WHAT TO DO
Reproduce the listing below from its first line through the line containing "outline is a", inclusive.
++++
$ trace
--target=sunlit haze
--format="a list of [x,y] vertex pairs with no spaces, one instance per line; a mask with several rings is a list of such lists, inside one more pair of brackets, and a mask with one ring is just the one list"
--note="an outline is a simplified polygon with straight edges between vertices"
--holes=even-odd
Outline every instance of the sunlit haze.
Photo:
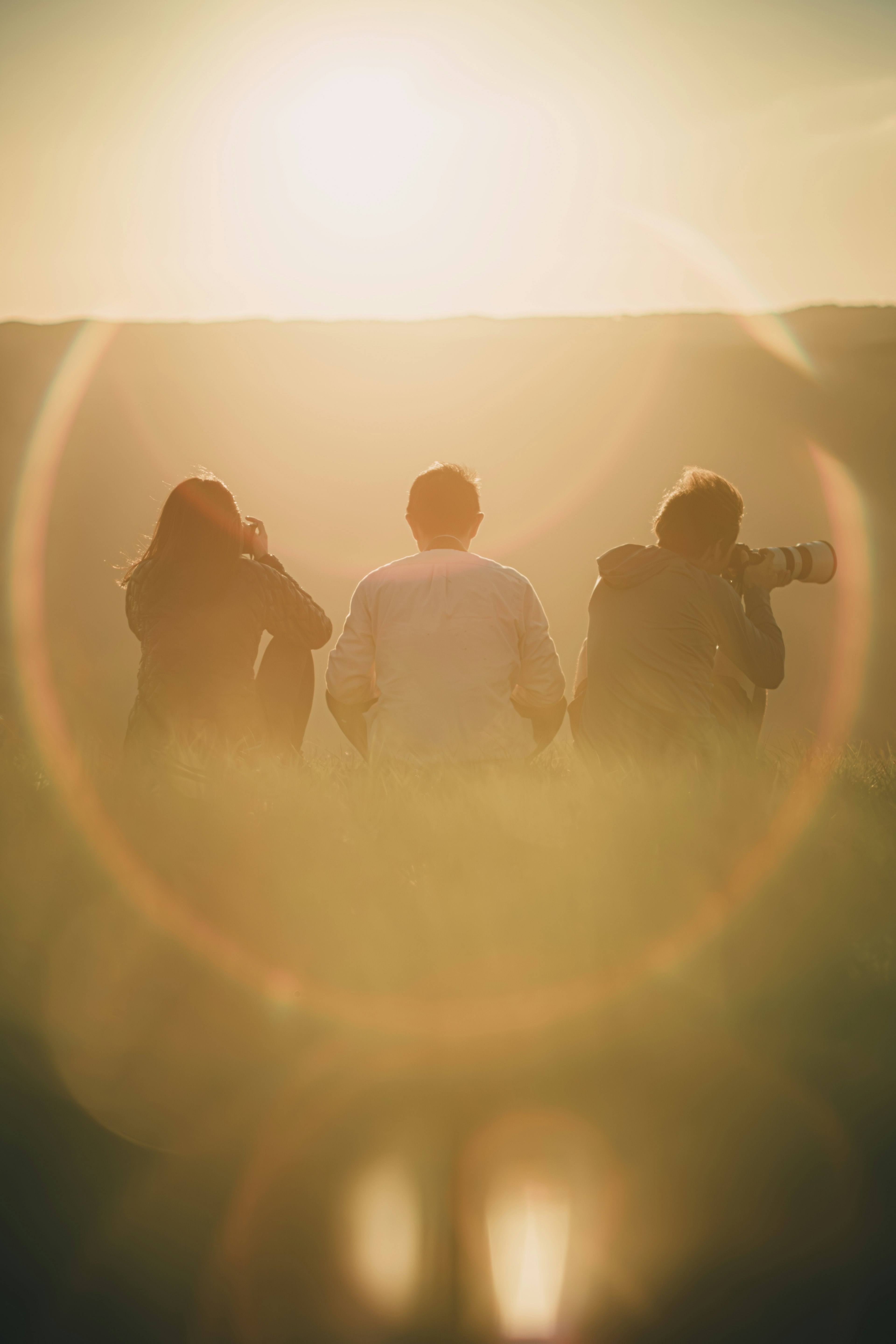
[[8,0],[0,316],[892,302],[896,8]]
++++
FINISHED TASK
$ trace
--target=sunlit haze
--format="a list of [x,y] vertex pairs with no spaces, one instance per line; a mask with several rings is a list of such lists, inside one more pair of brackets, and a mask with one ring is just the one list"
--note="an outline is a simplified polygon with straight edges between vertices"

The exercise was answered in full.